> _PROMPT_: Please copy out the lines of the listing below verbatim, beginning at the line that contains "Where can you see the red surface" and stopping after the line that contains "column 281, row 695".

> _RECORDS TO PROCESS_:
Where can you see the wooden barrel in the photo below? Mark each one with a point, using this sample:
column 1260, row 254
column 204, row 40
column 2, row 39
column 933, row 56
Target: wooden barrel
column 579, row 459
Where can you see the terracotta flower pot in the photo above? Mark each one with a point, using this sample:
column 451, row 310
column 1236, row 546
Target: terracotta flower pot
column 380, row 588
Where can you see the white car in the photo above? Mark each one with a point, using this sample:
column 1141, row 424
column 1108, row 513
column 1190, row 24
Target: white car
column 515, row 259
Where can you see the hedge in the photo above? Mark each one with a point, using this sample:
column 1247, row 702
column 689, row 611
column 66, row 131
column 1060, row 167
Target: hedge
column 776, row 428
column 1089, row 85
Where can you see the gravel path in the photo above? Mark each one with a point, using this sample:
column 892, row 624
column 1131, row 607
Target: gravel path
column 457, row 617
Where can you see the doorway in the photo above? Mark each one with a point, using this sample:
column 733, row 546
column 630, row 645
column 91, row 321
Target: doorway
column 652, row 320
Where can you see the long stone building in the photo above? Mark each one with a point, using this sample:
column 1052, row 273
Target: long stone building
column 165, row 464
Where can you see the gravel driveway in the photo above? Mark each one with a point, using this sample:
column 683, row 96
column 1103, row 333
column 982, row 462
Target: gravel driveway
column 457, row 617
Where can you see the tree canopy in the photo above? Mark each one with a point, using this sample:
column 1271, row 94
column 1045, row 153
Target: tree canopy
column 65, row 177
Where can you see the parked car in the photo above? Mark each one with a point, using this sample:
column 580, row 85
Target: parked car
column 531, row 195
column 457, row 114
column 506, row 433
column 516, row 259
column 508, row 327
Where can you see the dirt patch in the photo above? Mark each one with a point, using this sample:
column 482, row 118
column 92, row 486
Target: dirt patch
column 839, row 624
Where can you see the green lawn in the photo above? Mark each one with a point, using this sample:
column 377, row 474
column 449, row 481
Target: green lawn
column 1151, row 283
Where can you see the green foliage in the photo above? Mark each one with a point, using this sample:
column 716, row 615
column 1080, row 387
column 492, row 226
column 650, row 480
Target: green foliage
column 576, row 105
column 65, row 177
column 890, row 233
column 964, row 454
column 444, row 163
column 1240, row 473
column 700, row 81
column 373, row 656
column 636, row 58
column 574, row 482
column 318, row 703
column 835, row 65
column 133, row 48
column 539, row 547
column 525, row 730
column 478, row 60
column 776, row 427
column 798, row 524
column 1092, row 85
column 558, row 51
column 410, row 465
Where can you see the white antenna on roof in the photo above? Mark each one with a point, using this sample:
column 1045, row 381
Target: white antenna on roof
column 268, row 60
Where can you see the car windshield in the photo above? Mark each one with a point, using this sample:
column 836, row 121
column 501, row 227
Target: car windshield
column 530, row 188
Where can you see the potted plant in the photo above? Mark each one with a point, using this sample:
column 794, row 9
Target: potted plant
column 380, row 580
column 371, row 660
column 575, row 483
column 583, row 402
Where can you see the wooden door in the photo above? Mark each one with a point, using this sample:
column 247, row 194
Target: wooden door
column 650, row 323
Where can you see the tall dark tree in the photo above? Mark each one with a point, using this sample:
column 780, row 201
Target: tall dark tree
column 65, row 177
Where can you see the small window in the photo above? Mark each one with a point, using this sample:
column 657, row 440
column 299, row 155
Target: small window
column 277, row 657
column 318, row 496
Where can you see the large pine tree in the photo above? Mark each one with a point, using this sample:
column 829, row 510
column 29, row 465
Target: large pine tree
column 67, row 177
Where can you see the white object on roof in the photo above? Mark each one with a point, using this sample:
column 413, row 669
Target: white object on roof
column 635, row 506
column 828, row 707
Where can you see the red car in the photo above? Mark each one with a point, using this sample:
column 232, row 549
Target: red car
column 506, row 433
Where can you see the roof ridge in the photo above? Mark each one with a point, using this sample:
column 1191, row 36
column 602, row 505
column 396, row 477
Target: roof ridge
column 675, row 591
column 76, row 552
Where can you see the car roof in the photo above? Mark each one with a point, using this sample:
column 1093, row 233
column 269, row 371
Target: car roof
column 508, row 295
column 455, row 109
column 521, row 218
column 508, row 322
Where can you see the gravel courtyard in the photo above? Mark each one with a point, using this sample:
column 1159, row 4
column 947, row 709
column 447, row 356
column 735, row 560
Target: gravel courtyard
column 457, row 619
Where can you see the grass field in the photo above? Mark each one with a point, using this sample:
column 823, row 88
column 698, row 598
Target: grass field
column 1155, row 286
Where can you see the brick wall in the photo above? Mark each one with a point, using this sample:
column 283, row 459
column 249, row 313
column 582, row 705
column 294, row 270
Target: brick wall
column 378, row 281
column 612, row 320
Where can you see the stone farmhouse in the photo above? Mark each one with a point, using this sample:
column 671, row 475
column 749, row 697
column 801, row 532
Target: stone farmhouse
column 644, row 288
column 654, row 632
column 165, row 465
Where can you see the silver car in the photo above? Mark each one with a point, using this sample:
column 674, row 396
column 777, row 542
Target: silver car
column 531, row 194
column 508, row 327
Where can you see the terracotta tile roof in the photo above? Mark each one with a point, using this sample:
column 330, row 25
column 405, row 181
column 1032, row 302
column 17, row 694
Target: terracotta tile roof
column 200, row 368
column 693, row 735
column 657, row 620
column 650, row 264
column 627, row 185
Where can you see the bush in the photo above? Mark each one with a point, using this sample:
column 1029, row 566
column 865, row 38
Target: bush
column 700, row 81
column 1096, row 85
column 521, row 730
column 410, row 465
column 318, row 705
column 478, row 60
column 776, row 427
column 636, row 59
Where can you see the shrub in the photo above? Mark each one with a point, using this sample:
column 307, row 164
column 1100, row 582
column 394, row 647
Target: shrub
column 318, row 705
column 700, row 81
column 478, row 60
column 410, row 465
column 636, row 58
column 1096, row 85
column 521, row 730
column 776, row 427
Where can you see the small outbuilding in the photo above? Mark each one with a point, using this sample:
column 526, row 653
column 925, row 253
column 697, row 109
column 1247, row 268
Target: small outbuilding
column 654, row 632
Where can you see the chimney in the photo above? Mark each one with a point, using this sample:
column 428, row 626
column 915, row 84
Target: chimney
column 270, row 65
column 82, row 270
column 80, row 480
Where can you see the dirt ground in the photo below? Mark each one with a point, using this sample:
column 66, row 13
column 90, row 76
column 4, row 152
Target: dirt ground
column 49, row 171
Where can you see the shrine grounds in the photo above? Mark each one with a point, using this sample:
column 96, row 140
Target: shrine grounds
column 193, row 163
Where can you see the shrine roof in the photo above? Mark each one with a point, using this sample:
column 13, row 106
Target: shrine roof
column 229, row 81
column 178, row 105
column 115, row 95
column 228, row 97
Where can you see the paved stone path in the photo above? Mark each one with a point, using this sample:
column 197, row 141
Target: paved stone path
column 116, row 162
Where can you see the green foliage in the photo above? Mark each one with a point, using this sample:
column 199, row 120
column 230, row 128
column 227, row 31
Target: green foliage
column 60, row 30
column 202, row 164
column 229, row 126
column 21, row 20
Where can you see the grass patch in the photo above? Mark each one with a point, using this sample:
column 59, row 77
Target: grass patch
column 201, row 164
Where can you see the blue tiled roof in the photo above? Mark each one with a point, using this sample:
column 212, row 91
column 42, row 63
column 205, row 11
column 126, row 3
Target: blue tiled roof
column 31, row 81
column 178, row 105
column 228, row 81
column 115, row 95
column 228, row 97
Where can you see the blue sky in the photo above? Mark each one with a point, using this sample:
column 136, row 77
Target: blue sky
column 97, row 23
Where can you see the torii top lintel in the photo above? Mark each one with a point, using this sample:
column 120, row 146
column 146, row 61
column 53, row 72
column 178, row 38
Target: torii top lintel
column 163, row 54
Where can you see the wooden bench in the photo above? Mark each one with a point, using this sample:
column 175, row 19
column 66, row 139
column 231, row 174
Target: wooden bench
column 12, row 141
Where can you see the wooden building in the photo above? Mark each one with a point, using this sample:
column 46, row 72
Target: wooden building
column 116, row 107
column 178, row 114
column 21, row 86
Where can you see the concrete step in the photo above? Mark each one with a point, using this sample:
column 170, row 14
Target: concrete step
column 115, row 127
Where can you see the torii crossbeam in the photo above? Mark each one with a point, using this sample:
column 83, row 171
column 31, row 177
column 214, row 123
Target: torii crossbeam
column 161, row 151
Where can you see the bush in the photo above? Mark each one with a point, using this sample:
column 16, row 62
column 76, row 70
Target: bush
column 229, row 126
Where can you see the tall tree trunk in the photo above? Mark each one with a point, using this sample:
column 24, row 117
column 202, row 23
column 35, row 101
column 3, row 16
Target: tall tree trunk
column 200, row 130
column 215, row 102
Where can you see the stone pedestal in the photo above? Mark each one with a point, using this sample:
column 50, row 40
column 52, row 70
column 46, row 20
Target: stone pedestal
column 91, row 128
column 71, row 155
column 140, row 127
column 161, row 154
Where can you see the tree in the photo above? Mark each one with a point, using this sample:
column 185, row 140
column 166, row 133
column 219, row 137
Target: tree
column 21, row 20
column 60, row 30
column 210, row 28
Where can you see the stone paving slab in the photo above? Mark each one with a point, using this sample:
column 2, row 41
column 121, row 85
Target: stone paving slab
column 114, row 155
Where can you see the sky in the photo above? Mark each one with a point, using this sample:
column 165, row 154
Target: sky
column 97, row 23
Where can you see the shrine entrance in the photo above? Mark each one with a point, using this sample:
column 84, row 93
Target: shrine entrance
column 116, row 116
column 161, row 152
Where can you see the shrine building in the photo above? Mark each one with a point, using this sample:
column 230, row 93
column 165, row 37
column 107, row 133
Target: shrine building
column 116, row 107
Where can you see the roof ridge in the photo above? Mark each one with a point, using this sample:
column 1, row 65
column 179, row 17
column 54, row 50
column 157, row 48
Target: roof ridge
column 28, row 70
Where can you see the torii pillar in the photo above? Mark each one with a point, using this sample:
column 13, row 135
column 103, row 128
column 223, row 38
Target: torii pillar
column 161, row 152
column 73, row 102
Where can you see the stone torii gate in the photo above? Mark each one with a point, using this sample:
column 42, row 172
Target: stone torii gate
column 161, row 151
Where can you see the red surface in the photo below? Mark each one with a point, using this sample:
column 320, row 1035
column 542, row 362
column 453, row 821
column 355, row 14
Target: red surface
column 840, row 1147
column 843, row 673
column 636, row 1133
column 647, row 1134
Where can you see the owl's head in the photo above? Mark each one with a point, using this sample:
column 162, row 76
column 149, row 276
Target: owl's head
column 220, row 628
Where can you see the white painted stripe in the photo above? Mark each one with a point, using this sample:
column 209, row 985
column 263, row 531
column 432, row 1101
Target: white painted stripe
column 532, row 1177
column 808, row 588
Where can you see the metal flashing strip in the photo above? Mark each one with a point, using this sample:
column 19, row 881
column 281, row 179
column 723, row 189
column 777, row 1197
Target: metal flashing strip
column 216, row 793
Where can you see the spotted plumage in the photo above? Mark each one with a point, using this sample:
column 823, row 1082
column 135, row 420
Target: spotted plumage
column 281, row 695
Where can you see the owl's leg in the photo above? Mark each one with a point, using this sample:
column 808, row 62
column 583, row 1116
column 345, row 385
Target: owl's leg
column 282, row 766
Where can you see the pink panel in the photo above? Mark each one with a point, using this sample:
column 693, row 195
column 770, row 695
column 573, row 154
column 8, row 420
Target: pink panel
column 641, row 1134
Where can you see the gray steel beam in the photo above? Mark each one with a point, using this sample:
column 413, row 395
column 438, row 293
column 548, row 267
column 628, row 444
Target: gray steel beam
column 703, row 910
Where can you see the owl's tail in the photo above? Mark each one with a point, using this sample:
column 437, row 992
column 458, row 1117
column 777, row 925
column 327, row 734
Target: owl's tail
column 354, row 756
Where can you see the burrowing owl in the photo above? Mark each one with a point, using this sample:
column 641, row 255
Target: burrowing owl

> _RESPONSE_:
Where can you see the red surface in the photo below? Mark each one with a point, using this sample:
column 320, row 1035
column 542, row 362
column 453, row 821
column 355, row 14
Target: red surface
column 840, row 1147
column 843, row 673
column 636, row 1133
column 647, row 1134
Where can you see the owl's head in the photo above? Mark each one with a point, using this sample:
column 162, row 76
column 149, row 276
Target: owl's head
column 220, row 628
Where can you see the white painted stripe in the photo above? Mark each one with a point, using this sample:
column 209, row 985
column 263, row 531
column 432, row 1101
Target: white painted stripe
column 532, row 1177
column 808, row 588
Where can you see the metal flashing strip in the photo above? Mark each one with a point, using this sample:
column 19, row 881
column 281, row 179
column 723, row 189
column 777, row 1197
Target: metal flashing strip
column 216, row 793
Where can you see the spotted plumage in the photo above? Mark each one with a point, using this sample:
column 823, row 1082
column 135, row 420
Target: spotted plumage
column 281, row 695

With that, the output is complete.